Extract
+ + +

Think of it as an evolution
When going vegan, “people get so caught up in rules, they become anxious,” says Terry Hope Romero, author of the book Vegan Eats World. “Relax and learn to love to cook, explore new cuisines, and be adventurous with food. Most importantly, be easy on yourself. Don’t view a vegan lifestyle as the finish line, but as an evolving process of conscious eating.” Vegenista blogger Melissa Bechter says, “As my commitment to a cruelty-free lifestyle became stronger than my cravings, I found that eventually I lost my taste for animal-based foods.” Find out how many vegetarians and vegans go back to meat.
If you want, start quietly
It might be easier to become a vegan if you can avoid questions or scrutiny from others. “Don’t announce what you are doing; focus on yourself and being conscious of your surroundings, body, and food addictions first,” says longtime vegan John Salley, a four-time NBA champion and a partner of Vegan Vine wines. “Be still and strong in your ability to control your own life.”

+ + +

Stored records

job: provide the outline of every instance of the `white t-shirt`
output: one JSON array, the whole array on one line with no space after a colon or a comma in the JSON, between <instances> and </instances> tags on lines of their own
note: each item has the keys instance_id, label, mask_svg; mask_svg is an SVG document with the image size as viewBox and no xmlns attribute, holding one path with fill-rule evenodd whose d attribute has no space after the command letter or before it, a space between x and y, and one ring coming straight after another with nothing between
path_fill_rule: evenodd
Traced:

+ + +

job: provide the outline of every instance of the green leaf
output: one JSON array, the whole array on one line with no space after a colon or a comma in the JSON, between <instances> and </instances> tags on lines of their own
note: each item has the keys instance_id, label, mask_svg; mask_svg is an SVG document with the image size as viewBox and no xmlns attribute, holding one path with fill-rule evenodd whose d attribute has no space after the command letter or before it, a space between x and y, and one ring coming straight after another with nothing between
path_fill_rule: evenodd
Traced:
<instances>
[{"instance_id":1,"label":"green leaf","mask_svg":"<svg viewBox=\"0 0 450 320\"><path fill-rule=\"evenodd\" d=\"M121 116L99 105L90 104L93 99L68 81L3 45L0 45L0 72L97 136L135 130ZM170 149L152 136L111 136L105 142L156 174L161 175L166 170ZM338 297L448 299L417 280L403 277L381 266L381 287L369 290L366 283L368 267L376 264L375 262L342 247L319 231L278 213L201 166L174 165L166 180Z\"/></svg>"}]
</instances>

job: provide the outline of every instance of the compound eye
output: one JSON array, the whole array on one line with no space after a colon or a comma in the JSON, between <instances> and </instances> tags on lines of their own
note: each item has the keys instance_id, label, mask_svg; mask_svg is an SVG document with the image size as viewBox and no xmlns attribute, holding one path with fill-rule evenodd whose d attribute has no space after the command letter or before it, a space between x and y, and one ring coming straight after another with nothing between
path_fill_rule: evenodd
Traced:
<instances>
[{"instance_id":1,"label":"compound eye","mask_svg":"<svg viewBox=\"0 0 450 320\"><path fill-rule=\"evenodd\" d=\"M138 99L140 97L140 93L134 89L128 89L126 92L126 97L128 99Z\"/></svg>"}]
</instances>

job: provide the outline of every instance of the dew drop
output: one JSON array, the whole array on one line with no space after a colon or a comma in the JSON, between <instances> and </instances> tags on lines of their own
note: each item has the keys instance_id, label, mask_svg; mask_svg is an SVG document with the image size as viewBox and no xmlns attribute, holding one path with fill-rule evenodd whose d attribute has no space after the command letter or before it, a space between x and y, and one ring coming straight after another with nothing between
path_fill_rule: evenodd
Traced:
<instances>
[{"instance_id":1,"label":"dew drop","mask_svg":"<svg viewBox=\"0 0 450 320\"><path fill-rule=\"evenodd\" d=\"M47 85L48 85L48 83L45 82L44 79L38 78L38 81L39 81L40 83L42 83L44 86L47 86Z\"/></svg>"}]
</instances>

+ + +

To do
Name every person whose words are quoted in the text on going vegan. Use only the text on going vegan to answer.

Solution
Terry Hope Romero, Melissa Bechter, John Salley